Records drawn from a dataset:
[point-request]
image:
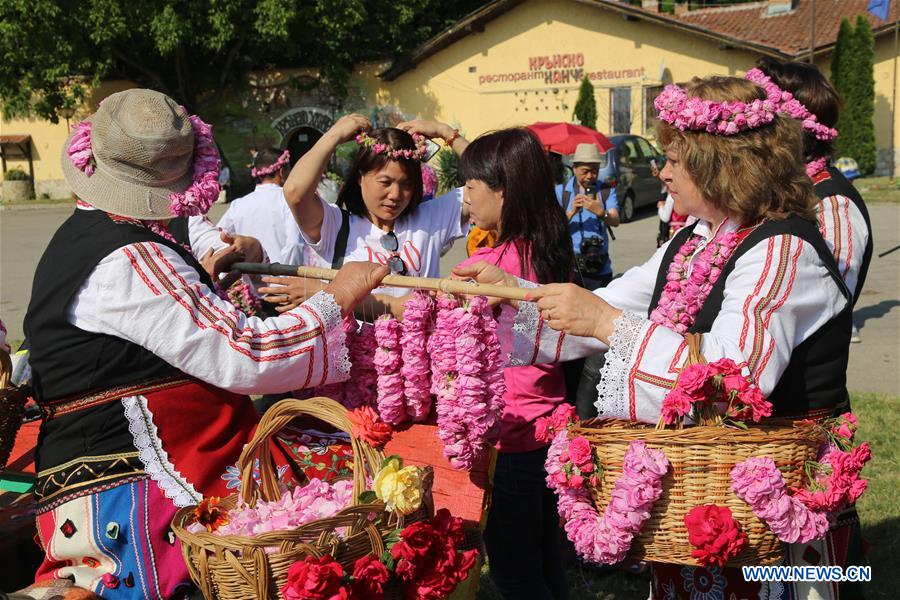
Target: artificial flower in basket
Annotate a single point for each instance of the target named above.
(266, 528)
(713, 396)
(421, 561)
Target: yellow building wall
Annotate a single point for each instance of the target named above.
(887, 77)
(47, 140)
(499, 77)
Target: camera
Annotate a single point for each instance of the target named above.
(592, 255)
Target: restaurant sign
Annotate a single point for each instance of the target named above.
(557, 69)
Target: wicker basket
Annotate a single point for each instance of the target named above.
(12, 408)
(238, 567)
(701, 459)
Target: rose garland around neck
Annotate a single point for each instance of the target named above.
(274, 167)
(470, 384)
(606, 539)
(420, 152)
(718, 118)
(204, 188)
(689, 281)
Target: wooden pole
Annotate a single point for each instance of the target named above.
(812, 35)
(450, 286)
(894, 170)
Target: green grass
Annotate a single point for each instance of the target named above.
(879, 511)
(878, 189)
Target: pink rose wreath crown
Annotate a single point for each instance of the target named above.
(274, 167)
(420, 152)
(787, 104)
(572, 464)
(204, 189)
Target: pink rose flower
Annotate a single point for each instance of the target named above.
(580, 451)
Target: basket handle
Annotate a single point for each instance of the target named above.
(365, 457)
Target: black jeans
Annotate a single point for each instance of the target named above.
(585, 383)
(523, 537)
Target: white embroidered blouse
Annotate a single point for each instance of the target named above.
(846, 234)
(146, 293)
(778, 294)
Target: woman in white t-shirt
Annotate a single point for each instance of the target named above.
(381, 201)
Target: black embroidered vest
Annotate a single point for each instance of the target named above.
(66, 360)
(816, 375)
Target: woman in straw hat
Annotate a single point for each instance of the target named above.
(140, 368)
(753, 275)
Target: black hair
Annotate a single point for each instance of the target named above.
(513, 160)
(814, 91)
(350, 196)
(266, 157)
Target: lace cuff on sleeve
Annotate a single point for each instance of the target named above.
(614, 398)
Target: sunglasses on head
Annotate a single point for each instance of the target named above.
(390, 243)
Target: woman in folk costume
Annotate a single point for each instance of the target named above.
(140, 368)
(805, 95)
(753, 275)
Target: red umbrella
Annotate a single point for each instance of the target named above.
(564, 137)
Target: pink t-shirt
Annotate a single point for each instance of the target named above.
(531, 392)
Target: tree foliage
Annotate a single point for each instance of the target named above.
(852, 76)
(52, 51)
(586, 106)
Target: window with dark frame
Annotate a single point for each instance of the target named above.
(650, 94)
(620, 109)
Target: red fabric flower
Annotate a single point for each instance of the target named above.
(210, 514)
(714, 533)
(427, 561)
(315, 579)
(580, 452)
(368, 426)
(369, 577)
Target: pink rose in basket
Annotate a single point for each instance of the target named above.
(676, 404)
(580, 452)
(315, 579)
(714, 533)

= Exercise brief =
Send back the data above verbatim, leaving out its pictures.

= Written reply =
[point-request]
image:
Target: artificial flower in basket
Annotate a single point for each instance of the target named above.
(266, 528)
(713, 396)
(421, 561)
Target: yellow building wall
Annotate a single point for each instance of the target named above.
(887, 77)
(47, 140)
(499, 77)
Target: camera
Annotate a single point for each instance of the target named above.
(592, 255)
Target: restaurant sign
Annotate a single point for each instance of the target named above.
(557, 69)
Target: wicker basket
Annotate a single point for each instance of the target named above.
(12, 408)
(238, 567)
(701, 459)
Target: rose garland around neck
Annotate a single point for each instance of the target named above.
(274, 167)
(470, 384)
(606, 539)
(420, 152)
(718, 118)
(204, 188)
(689, 281)
Target: wooden pole
Annotate a single point for each instance of the target named above.
(812, 35)
(450, 286)
(894, 170)
Target: green grass
Annotate a single point for each instance of the target named above.
(879, 511)
(878, 189)
Target: pink rose wreath crown
Annotate a single point for each instance of the target named above.
(274, 167)
(420, 152)
(787, 104)
(572, 464)
(204, 189)
Target: pink rose flower
Annotate a single point for each instance of the target named above.
(580, 451)
Target: basket handle
Annotate a single point for each instance of the target named above.
(365, 457)
Target: black jeans
Annotate a single point for each instance of the target named above.
(585, 383)
(523, 537)
Target: white embroidered blouse
Annotate a single point for each instance of the target named above.
(846, 234)
(146, 293)
(778, 294)
Target: woman in white t-shirt
Annotate a single point for each instance of the target named above.
(381, 201)
Target: black embroidered vest
Annotate a single point for each instance of the target named above.
(66, 360)
(816, 375)
Target: woman in straw hat
Annotate a single point for each instance of the target named above.
(140, 368)
(753, 275)
Target: black hair
Annotate a single point for each instance of the target named above.
(513, 160)
(814, 91)
(350, 196)
(266, 157)
Target: lace cuff on sleeve
Annotate a single point for each instance of the target named above.
(614, 398)
Target: sunglasses on head
Annotate a single point for each instance of the target named above.
(390, 243)
Target: woman in folk costume
Annotate a single point for each instance of the target named above.
(140, 368)
(805, 95)
(753, 275)
Target: red umbrella
Annotate a single point for each instance of the target named above.
(564, 137)
Target: pink t-shirt
Annotate a single point for each instance of the target named above.
(531, 392)
Target: tree foliage
Annotate a single point for each instance of the target named above.
(852, 76)
(52, 51)
(586, 106)
Target: window with dark frame
Annotate a single point for each instance of the target named above.
(650, 94)
(620, 109)
Target: red fabric flower
Annotate a single point for each instance of the target named above.
(210, 514)
(714, 533)
(427, 561)
(315, 579)
(580, 452)
(368, 426)
(369, 577)
Target: pink rose in basket
Annotate a single point for each instance of the target named above.
(676, 404)
(580, 452)
(315, 579)
(714, 533)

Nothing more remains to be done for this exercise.